Spill stats draw Huron farmers' ire

Thursday, January 31, 2008

by DON STONEMAN

This week Lynda Hillman-Rapley, editor of the Lakeshore Advance in Grand Bend, and a reporter at a sister publication in Goderich, wrote a story about a Huron County farmer pleading guility to violating the Ontario Water Resources Act by allowing manure to escape into a farm drain, kill fish and close a local beach in the summer of 2006.

Justice of the Peace Robert Gay fined Piet Peeters $32,000 in court in Goderich. According to the Advance story, the crown attorney prosecuting the case stated that 5,025 spills occurred in the province every year. The attorney did not say whether this number reflected only manure spills or whether it included other types of spills. The attorney also said since 1998, manure spills have been the number one fish killer.

Vermunt doesn't condone the Peeters spill, stating that a farmer "must perform due diligence." But he says the incidence of manure spills appears to have been overblown and questions the attorney's use of that number — and the reporting of it.

Last October Better Farming reported that in 2006, the Ministry of Environment (MOE) Spills Action Centre reported that 20 manure spills were reported in Ontario.

What you will do.
In the article on manure spill statistics, how much did Justice of the Peace Robert Gay fine Piet Peeters?

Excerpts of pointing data
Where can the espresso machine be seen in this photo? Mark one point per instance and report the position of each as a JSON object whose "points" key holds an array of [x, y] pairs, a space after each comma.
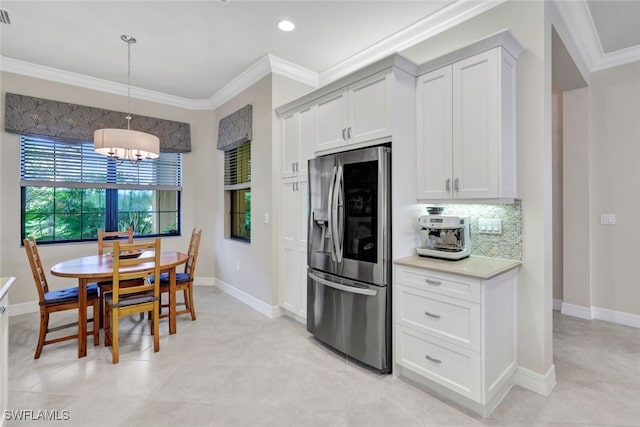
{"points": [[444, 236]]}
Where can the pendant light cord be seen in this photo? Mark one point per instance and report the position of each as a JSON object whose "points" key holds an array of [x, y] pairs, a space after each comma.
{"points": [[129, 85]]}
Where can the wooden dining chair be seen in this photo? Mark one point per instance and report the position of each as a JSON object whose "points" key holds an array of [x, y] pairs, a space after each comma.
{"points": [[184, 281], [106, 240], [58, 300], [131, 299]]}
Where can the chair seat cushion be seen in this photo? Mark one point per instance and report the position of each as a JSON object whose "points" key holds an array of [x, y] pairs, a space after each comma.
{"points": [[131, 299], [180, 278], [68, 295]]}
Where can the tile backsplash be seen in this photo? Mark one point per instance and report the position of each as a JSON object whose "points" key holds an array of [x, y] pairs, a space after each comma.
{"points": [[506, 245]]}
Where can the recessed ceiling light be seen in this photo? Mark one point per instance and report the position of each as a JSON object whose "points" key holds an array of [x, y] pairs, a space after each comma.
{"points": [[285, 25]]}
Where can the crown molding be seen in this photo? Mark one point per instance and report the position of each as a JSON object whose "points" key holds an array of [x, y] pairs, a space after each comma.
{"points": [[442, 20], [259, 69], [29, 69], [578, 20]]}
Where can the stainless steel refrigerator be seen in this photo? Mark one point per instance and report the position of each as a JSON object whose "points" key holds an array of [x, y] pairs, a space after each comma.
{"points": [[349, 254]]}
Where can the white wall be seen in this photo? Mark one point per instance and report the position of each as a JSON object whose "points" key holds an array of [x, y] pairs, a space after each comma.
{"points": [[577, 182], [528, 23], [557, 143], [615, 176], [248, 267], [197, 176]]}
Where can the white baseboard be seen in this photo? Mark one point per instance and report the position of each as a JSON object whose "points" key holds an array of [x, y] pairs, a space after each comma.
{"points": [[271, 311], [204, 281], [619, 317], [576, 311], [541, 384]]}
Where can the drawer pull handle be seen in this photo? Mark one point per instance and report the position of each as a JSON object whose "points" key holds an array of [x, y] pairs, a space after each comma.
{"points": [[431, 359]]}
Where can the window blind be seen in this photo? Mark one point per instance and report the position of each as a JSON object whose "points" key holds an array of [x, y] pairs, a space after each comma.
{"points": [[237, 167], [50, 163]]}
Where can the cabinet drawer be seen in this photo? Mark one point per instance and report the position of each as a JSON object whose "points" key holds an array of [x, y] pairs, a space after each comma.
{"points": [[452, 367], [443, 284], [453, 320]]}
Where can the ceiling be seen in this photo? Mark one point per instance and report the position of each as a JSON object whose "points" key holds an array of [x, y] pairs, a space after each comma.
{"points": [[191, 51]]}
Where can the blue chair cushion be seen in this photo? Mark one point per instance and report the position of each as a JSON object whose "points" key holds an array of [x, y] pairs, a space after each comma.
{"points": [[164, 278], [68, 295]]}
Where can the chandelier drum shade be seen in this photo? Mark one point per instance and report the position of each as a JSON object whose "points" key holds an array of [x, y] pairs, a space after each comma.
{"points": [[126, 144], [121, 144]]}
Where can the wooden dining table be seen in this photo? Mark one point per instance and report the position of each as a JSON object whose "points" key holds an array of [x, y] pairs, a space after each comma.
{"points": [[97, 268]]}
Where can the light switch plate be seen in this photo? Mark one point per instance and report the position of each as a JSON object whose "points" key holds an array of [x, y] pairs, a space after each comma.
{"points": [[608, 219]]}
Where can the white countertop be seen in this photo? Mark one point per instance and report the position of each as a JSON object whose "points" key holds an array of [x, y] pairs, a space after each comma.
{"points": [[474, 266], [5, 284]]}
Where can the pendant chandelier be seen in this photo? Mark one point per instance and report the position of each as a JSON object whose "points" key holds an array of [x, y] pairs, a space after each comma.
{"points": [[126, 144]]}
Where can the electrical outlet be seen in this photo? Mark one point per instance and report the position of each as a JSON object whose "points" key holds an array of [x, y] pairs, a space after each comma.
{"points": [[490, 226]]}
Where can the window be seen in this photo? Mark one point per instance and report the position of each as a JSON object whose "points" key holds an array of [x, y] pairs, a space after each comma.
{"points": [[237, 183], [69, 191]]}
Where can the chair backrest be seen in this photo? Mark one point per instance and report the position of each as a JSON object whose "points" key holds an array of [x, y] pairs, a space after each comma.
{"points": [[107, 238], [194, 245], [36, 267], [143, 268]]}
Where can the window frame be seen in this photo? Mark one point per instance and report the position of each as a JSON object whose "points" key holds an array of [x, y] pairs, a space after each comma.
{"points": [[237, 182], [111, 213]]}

--

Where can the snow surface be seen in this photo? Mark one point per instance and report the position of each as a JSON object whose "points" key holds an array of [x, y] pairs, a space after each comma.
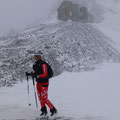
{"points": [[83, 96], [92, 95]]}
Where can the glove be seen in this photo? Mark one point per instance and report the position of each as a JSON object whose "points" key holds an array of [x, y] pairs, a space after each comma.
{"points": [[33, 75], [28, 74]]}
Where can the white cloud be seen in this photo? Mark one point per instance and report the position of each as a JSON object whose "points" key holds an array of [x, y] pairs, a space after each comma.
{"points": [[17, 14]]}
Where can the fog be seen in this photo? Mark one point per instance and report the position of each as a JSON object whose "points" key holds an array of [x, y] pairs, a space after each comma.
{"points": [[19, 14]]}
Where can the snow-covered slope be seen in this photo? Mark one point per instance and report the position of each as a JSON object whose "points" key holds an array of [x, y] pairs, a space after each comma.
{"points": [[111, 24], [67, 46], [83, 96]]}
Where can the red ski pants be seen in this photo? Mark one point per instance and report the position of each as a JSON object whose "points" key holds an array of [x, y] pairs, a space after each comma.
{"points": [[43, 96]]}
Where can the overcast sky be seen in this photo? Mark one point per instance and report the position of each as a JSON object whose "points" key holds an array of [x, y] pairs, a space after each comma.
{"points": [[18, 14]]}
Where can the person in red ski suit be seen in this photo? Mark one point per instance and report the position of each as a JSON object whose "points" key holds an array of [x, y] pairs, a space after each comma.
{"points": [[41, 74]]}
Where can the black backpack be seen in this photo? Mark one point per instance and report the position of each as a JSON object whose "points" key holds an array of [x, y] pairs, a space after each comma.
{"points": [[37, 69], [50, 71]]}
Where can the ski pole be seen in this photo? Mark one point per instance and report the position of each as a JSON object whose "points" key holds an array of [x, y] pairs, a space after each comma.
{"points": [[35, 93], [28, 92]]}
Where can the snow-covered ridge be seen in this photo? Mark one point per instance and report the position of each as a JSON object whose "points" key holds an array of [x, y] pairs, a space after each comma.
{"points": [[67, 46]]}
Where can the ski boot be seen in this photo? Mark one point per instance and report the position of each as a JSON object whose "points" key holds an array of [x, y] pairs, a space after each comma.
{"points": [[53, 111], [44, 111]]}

Exercise result.
$32,000